# Work task
Every line of the material must be restated exactly, though not its pictures.

# Records provided
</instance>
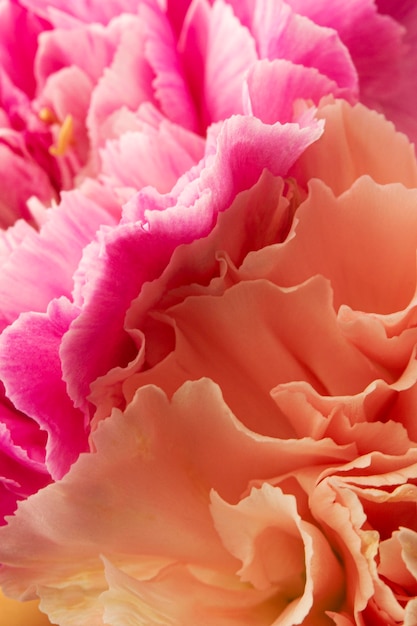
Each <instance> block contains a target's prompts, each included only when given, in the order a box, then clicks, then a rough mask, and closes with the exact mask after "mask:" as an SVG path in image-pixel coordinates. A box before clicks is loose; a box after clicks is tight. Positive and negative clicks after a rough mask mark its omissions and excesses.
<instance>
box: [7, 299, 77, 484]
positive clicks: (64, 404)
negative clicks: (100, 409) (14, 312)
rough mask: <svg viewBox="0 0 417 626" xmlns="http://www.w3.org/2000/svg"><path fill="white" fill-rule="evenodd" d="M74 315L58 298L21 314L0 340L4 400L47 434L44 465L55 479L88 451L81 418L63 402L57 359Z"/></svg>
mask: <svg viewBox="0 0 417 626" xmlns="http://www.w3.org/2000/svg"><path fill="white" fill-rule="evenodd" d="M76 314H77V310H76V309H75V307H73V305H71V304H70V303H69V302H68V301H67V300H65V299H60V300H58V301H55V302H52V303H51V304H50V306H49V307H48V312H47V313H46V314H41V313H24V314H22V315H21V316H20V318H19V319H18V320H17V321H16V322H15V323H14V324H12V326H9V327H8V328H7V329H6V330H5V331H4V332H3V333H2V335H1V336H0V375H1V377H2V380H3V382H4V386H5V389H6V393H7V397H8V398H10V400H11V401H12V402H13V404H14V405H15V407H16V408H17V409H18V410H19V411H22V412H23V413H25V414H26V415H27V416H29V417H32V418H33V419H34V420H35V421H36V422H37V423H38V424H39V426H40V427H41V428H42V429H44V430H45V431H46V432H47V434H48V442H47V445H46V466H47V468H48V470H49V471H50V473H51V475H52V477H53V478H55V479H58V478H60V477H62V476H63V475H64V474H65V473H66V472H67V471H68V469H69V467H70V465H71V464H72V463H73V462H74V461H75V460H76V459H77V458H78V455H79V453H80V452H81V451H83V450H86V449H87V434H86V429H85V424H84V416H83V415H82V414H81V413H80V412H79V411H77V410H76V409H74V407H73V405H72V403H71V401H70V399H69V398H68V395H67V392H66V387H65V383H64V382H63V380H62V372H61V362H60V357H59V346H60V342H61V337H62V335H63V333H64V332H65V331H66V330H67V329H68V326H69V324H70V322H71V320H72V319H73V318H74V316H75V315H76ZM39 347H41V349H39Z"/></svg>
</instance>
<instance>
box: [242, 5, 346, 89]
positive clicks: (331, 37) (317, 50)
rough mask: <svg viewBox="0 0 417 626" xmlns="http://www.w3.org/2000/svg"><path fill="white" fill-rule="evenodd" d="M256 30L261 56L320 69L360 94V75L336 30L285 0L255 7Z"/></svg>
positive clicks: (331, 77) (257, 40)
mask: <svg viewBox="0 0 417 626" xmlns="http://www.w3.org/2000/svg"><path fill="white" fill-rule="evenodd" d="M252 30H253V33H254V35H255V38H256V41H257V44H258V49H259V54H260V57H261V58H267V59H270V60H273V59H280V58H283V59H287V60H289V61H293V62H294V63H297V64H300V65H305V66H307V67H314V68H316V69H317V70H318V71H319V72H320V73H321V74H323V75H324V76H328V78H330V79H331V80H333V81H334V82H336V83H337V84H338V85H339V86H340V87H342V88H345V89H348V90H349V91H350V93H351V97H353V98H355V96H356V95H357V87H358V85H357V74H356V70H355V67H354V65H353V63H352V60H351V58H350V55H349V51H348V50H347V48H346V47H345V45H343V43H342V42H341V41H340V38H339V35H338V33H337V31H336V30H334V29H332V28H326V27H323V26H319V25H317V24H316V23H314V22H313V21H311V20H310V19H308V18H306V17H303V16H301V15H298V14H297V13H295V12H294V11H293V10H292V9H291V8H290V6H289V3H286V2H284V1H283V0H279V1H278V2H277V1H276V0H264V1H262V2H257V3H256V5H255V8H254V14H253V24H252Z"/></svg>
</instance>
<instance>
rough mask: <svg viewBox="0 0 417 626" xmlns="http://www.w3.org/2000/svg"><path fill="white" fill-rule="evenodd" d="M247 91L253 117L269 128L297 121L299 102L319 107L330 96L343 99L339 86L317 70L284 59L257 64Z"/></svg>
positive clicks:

# Solution to the problem
</instance>
Each <instance> block contains a target's prompts, each included only when given, in the order a box, then clicks, then a rough mask, and closes with the exact mask after "mask:" as an SVG path in image-pixel coordinates. A box before clicks is loose; a box after clicks is tight. Positive and negative clicks after a rough mask mark its omissions and excesses.
<instance>
box: [7, 299, 77, 484]
positive clicks: (64, 404)
negative clicks: (100, 409) (14, 312)
rough mask: <svg viewBox="0 0 417 626" xmlns="http://www.w3.org/2000/svg"><path fill="white" fill-rule="evenodd" d="M74 315L58 298L21 314L0 340L4 400L47 434L44 465L55 479L88 451L81 418L63 402L57 359Z"/></svg>
mask: <svg viewBox="0 0 417 626" xmlns="http://www.w3.org/2000/svg"><path fill="white" fill-rule="evenodd" d="M76 314H77V310H76V309H75V307H73V305H71V304H70V303H69V302H68V301H67V300H65V299H60V300H58V301H55V302H52V303H51V304H50V306H49V307H48V312H47V313H46V314H41V313H24V314H22V315H21V316H20V318H19V319H18V320H17V321H16V322H15V323H14V324H12V326H9V327H8V328H7V329H6V330H5V331H4V332H3V333H2V335H1V336H0V375H1V377H2V380H3V382H4V386H5V389H6V393H7V397H8V398H10V400H11V401H12V402H13V404H14V405H15V407H16V408H17V409H18V410H19V411H22V412H23V413H25V414H26V415H27V416H29V417H32V418H33V419H34V420H35V421H36V422H37V423H38V424H39V426H40V427H41V428H42V429H44V430H45V431H46V432H47V434H48V442H47V445H46V466H47V468H48V470H49V471H50V473H51V475H52V477H53V478H55V479H58V478H60V477H62V476H63V475H64V474H65V473H66V472H67V471H68V469H69V467H70V465H71V464H72V463H73V462H74V461H75V460H76V459H77V458H78V455H79V453H80V452H81V451H83V450H86V449H87V434H86V429H85V424H84V416H83V415H82V414H81V413H80V412H79V411H77V410H76V409H74V407H73V405H72V403H71V401H70V399H69V398H68V395H67V392H66V387H65V383H64V382H63V380H62V372H61V362H60V357H59V346H60V342H61V337H62V335H63V333H64V332H65V331H66V330H67V329H68V326H69V324H70V322H71V320H72V319H73V318H74V316H75V315H76ZM39 347H41V349H39Z"/></svg>
</instance>
<instance>
box: [242, 5, 346, 89]
positive clicks: (331, 37) (317, 50)
rough mask: <svg viewBox="0 0 417 626" xmlns="http://www.w3.org/2000/svg"><path fill="white" fill-rule="evenodd" d="M256 30L261 56L320 69L360 94V75L336 30L285 0L255 7Z"/></svg>
positive clicks: (331, 77) (257, 40)
mask: <svg viewBox="0 0 417 626" xmlns="http://www.w3.org/2000/svg"><path fill="white" fill-rule="evenodd" d="M252 30H253V33H254V35H255V38H256V41H257V44H258V49H259V54H260V57H261V58H267V59H270V60H273V59H280V58H283V59H287V60H289V61H293V62H294V63H297V64H300V65H305V66H307V67H314V68H316V69H317V70H318V71H319V72H320V73H321V74H323V75H324V76H328V78H330V79H331V80H333V81H334V82H336V83H337V84H338V85H339V86H340V87H342V88H345V89H348V90H349V91H350V93H351V97H353V98H355V96H356V95H357V87H358V85H357V74H356V70H355V67H354V65H353V63H352V60H351V58H350V55H349V51H348V50H347V48H346V47H345V45H343V43H342V42H341V41H340V38H339V35H338V33H337V31H336V30H334V29H332V28H326V27H323V26H319V25H317V24H316V23H314V22H313V21H311V20H310V19H308V18H306V17H303V16H301V15H298V14H297V13H295V12H294V11H293V10H292V9H291V8H290V6H289V3H286V2H284V1H283V0H279V1H278V2H277V1H276V0H264V1H262V2H257V3H256V5H255V8H254V14H253V24H252Z"/></svg>
</instance>
<instance>
rough mask: <svg viewBox="0 0 417 626" xmlns="http://www.w3.org/2000/svg"><path fill="white" fill-rule="evenodd" d="M247 91L253 117L269 128L297 121L299 102L319 107L330 96L343 99L339 86L317 70L284 59L257 64Z"/></svg>
positive clicks:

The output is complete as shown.